(Region labeling records)
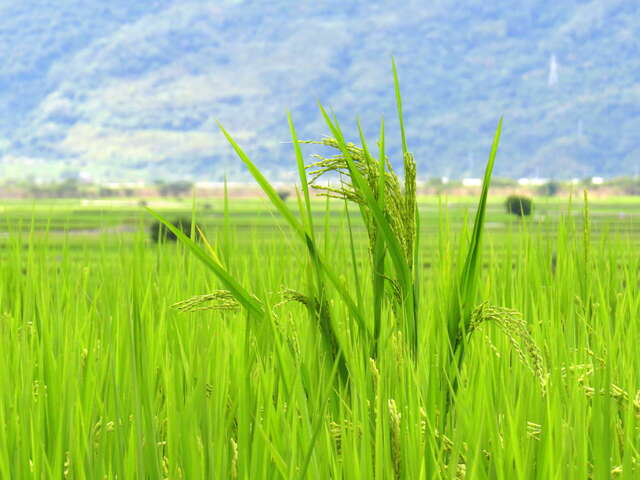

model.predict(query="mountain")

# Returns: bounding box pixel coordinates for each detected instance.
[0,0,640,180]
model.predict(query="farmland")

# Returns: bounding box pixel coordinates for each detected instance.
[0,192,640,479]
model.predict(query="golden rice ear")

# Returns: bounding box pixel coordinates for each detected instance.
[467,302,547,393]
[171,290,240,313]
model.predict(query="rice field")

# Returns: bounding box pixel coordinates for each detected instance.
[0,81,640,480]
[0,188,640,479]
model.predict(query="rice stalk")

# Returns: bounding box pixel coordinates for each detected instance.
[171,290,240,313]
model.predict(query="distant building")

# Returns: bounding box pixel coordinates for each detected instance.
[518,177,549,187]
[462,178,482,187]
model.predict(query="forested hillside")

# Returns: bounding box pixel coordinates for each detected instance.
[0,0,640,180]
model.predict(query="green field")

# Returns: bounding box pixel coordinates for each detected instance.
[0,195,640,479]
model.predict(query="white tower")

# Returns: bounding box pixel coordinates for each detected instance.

**DIRECTIONS**: Pick out and copy every line above that contains the string "rice". Case matters.

**RESPONSE**:
model.predict(query="golden rice ear")
model.predict(query="rice field")
model.predict(query="rice stalk")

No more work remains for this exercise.